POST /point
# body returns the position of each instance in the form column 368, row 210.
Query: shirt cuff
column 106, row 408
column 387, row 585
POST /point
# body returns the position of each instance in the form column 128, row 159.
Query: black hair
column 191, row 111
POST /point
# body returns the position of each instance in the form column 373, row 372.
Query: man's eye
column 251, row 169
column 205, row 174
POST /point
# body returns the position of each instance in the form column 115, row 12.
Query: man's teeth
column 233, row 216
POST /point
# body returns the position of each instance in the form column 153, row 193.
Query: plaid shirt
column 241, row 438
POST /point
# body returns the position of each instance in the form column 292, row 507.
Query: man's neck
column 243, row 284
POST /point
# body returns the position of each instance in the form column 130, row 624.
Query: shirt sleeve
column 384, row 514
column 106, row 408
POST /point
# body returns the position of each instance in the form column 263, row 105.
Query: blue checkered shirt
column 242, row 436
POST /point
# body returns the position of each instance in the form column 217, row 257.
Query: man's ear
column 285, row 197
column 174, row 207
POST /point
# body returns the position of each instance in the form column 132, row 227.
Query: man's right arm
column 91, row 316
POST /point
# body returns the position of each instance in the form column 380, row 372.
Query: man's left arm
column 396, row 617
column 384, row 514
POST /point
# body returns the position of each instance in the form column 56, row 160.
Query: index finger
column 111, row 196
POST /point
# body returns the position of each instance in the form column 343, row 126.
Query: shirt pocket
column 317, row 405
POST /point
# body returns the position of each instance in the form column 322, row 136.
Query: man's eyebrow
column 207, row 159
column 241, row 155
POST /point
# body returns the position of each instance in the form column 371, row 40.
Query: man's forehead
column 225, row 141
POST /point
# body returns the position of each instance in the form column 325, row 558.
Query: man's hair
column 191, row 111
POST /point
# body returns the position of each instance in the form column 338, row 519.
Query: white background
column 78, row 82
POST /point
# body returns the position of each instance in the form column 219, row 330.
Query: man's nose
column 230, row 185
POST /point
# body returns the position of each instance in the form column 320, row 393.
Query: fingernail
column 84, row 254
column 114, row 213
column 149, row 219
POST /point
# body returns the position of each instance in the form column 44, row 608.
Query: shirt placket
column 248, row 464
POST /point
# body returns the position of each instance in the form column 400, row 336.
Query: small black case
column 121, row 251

□ □ □ □ □ □ □

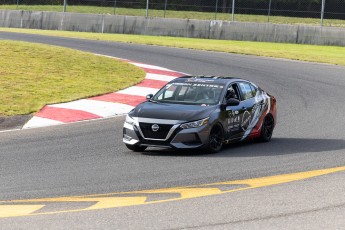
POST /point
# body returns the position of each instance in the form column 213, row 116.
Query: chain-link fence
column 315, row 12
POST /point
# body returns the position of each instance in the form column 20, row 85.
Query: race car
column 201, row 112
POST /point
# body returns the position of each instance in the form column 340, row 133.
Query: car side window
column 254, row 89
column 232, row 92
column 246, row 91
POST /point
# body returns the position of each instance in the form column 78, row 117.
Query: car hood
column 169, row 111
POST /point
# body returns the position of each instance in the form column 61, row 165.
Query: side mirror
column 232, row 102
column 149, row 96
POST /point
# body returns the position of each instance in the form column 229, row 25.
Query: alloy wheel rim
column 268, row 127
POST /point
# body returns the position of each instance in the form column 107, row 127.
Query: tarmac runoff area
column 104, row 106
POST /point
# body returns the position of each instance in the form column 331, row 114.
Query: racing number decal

□ □ □ □ □ □ □

* [Task details]: Of the entries above, transcribe exactly those lines that fall between the line containing "Query: alloy wheel rim" and the line containing "Query: racing number decal", together with those two lines.

* [Answer to the exercise]:
Query: alloy wheel rim
column 268, row 127
POST /point
# body returns the position of each instance in the form column 107, row 127.
Query: tarmac runoff area
column 104, row 106
POST /point
# body returns the position of each instance in the form column 331, row 114.
Query: racing number decal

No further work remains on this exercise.